EXERCISE OBJECTIVE
Express the records, from the line containing "of the paper" through the end of the records (both ends included), as a JSON list of strings. Use one string per line and omit blank lines.

== TASK INPUTS ==

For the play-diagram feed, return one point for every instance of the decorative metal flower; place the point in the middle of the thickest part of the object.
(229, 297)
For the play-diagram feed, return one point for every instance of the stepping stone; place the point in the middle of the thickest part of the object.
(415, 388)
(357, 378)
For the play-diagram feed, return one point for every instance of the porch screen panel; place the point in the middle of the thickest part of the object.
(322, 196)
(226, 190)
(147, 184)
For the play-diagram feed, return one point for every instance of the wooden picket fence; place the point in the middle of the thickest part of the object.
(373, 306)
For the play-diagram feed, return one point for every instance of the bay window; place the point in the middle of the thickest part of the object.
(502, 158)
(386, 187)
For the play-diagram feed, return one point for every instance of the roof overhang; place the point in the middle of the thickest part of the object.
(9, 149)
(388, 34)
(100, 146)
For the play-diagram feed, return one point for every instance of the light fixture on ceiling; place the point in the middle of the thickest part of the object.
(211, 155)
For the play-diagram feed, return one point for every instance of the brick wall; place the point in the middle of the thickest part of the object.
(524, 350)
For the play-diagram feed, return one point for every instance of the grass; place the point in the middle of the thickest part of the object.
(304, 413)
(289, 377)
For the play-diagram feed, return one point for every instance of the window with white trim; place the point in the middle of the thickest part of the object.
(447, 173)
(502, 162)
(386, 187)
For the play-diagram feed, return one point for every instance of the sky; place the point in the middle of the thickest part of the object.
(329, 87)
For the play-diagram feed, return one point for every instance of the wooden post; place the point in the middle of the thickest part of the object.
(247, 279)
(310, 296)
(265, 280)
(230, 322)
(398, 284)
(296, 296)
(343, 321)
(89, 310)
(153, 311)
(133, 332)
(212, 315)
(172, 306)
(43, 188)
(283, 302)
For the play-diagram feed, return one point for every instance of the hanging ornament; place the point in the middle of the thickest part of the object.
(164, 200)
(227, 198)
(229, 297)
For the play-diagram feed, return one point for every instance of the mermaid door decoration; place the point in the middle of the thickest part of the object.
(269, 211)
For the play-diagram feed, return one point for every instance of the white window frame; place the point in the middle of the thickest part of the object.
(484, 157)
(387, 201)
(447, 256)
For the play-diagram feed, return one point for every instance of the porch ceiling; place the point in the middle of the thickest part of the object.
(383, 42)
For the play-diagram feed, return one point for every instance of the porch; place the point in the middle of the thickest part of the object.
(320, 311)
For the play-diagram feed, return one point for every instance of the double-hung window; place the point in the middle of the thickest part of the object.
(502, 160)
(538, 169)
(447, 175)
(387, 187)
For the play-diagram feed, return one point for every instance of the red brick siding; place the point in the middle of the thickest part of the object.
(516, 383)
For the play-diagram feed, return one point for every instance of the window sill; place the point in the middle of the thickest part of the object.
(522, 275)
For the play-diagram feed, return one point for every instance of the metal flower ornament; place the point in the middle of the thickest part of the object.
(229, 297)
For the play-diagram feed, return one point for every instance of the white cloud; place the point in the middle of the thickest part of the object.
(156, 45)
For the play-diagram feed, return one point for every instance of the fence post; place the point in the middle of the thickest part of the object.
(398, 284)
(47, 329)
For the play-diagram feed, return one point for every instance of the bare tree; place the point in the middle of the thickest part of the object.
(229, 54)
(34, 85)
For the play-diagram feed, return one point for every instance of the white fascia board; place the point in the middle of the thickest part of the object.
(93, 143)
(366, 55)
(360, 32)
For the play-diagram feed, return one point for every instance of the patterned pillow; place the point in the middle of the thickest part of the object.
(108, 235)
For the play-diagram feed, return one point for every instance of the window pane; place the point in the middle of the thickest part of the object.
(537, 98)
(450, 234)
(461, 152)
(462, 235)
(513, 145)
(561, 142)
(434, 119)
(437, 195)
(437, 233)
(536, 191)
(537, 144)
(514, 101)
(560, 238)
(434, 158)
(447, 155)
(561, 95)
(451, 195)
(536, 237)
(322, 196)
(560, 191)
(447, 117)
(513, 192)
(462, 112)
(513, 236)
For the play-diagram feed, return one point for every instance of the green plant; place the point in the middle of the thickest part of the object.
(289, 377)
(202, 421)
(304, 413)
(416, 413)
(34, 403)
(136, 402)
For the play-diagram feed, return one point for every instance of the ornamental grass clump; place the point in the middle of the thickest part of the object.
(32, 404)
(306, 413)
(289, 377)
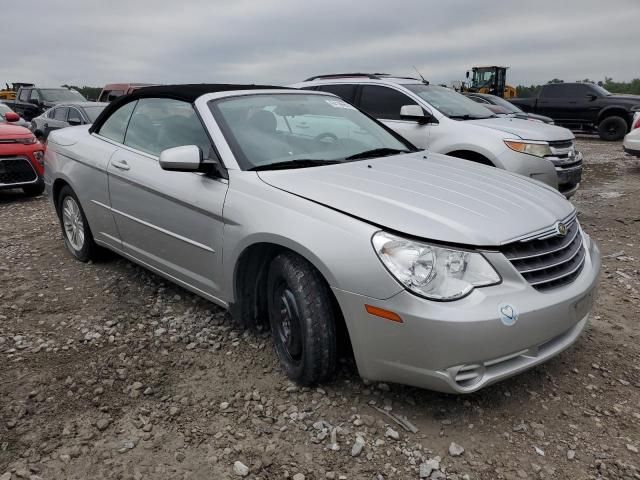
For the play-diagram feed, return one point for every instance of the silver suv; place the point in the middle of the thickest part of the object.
(443, 121)
(295, 209)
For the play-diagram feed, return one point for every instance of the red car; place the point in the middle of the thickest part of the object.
(21, 158)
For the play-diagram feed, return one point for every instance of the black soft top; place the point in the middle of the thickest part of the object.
(186, 92)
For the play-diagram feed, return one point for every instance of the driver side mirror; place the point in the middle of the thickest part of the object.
(415, 113)
(187, 158)
(12, 117)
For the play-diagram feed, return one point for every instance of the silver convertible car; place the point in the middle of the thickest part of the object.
(294, 209)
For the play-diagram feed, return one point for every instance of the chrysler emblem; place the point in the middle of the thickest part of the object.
(561, 228)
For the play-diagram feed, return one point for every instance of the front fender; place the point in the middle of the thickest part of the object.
(338, 245)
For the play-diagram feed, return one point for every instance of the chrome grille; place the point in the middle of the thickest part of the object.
(548, 262)
(16, 171)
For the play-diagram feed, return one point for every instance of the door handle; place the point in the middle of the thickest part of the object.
(120, 165)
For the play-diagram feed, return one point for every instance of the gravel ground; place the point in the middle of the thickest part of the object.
(108, 371)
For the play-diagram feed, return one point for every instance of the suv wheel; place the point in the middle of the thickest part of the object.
(75, 228)
(612, 128)
(302, 319)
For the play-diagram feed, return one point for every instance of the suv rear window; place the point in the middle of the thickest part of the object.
(383, 102)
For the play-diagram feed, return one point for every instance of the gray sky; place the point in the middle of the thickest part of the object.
(93, 42)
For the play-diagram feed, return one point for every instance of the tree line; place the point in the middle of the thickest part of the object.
(632, 87)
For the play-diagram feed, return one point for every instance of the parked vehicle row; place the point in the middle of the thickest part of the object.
(21, 158)
(444, 121)
(32, 101)
(439, 272)
(13, 117)
(631, 143)
(584, 106)
(112, 91)
(506, 107)
(66, 115)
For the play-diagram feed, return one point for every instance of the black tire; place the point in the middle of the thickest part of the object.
(88, 249)
(612, 128)
(33, 190)
(302, 319)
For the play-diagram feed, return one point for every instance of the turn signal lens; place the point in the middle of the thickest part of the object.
(27, 140)
(538, 149)
(382, 313)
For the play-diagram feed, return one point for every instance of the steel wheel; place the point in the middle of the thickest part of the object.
(72, 222)
(288, 330)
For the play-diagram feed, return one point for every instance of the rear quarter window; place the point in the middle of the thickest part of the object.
(115, 127)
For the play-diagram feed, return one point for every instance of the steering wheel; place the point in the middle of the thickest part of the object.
(326, 138)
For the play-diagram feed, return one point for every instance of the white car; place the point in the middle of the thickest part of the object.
(631, 143)
(443, 121)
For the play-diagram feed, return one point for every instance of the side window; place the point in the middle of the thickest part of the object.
(383, 102)
(60, 114)
(115, 126)
(555, 91)
(161, 123)
(74, 116)
(346, 92)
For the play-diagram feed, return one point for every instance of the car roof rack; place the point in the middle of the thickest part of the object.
(373, 76)
(345, 75)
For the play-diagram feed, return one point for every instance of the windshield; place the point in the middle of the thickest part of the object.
(602, 91)
(93, 112)
(267, 129)
(452, 104)
(61, 95)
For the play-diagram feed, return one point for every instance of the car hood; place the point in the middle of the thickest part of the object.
(525, 129)
(430, 196)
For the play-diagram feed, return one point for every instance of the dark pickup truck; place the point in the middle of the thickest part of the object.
(584, 106)
(33, 101)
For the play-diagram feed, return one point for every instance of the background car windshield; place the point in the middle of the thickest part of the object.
(93, 112)
(508, 106)
(450, 103)
(268, 129)
(601, 90)
(61, 95)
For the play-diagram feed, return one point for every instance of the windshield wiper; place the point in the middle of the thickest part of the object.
(300, 163)
(376, 152)
(470, 117)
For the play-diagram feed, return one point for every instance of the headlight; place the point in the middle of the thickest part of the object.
(27, 141)
(538, 149)
(435, 272)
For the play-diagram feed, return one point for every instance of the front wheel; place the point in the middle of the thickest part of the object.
(75, 228)
(33, 190)
(302, 319)
(612, 128)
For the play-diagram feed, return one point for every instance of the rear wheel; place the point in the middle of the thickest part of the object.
(612, 128)
(75, 228)
(302, 319)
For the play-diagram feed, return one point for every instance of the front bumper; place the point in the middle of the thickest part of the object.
(462, 346)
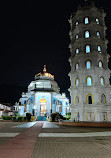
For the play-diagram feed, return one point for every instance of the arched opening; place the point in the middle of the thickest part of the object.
(99, 49)
(77, 66)
(100, 64)
(87, 35)
(76, 82)
(88, 64)
(86, 20)
(89, 81)
(43, 106)
(98, 34)
(88, 49)
(97, 20)
(89, 99)
(77, 36)
(103, 99)
(102, 81)
(77, 51)
(77, 100)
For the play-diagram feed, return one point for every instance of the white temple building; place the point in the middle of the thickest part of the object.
(90, 86)
(43, 97)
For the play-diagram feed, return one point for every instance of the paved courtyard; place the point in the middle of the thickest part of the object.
(50, 140)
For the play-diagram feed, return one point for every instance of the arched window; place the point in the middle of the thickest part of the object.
(89, 99)
(77, 36)
(77, 51)
(97, 20)
(87, 35)
(103, 99)
(88, 64)
(77, 66)
(77, 23)
(89, 81)
(88, 49)
(102, 81)
(100, 64)
(98, 34)
(86, 20)
(77, 82)
(77, 100)
(99, 49)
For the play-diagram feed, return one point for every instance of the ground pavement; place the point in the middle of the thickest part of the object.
(50, 140)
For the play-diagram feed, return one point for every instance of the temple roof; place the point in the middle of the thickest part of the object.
(44, 74)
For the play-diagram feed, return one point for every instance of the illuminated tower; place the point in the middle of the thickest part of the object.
(90, 87)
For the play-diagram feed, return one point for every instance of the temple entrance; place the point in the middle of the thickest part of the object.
(43, 107)
(89, 99)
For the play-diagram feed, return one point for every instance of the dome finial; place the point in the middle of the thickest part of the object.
(44, 70)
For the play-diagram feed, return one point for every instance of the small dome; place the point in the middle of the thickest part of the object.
(44, 74)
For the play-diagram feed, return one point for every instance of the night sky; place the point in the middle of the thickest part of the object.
(34, 34)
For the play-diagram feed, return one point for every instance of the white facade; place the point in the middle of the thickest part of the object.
(43, 97)
(5, 110)
(90, 87)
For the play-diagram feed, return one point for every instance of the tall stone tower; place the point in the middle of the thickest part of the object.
(90, 87)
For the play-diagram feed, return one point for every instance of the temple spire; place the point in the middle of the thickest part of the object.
(44, 70)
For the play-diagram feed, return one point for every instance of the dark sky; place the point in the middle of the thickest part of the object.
(35, 33)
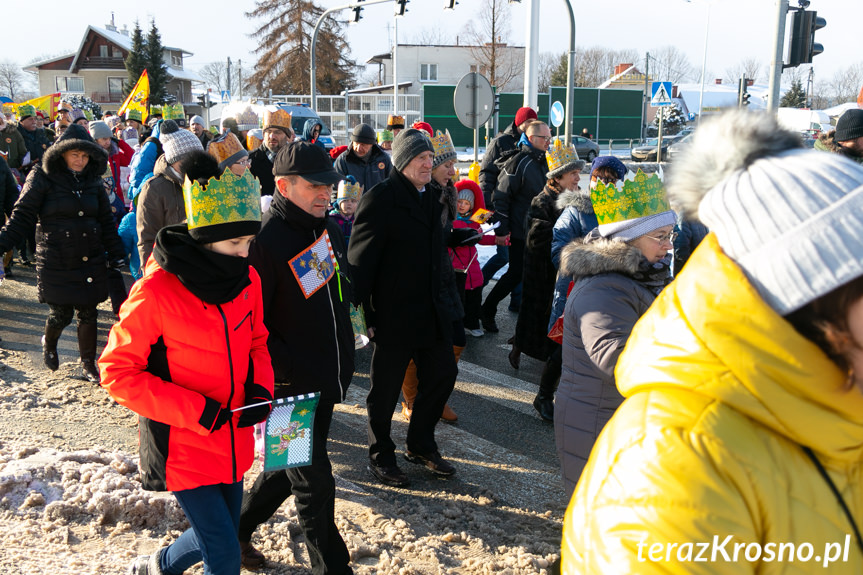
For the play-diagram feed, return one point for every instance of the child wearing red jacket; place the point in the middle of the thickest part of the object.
(191, 347)
(464, 259)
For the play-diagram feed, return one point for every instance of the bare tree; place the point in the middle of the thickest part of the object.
(488, 34)
(12, 79)
(672, 65)
(749, 67)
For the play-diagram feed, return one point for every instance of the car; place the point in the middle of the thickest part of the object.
(647, 151)
(300, 113)
(586, 149)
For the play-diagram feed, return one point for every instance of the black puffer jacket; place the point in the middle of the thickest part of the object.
(75, 224)
(311, 340)
(522, 177)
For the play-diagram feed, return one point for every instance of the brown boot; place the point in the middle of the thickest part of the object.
(448, 415)
(409, 390)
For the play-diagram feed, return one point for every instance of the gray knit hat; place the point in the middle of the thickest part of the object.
(407, 145)
(99, 129)
(176, 142)
(791, 218)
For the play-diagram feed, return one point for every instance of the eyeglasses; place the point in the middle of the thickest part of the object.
(664, 239)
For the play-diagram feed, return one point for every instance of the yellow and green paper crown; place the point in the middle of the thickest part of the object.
(640, 196)
(230, 199)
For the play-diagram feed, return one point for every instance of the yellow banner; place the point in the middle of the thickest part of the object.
(139, 98)
(46, 104)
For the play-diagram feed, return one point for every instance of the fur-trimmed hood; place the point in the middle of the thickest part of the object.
(596, 255)
(53, 163)
(578, 199)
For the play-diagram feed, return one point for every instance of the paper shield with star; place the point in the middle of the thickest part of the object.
(314, 266)
(289, 432)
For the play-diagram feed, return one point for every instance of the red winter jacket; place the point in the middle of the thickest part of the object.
(165, 355)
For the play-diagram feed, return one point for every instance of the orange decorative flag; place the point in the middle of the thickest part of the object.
(139, 98)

===

RESPONSE TO THE TASK
[
  "For the play-diagram feed, return one point for every instance of the paper shield with star; place the point in the middle of the thickest part of the object.",
  "(314, 266)",
  "(289, 432)",
  "For the play-diagram feed, return one point for every instance of the red winter jacket; place the point in the middle of the thickest part of the object.",
  "(165, 355)",
  "For the play-diagram feed, return one point for every instance of the orange decorative flag; place the point in the middle of the thickest part of the object.",
  "(139, 98)"
]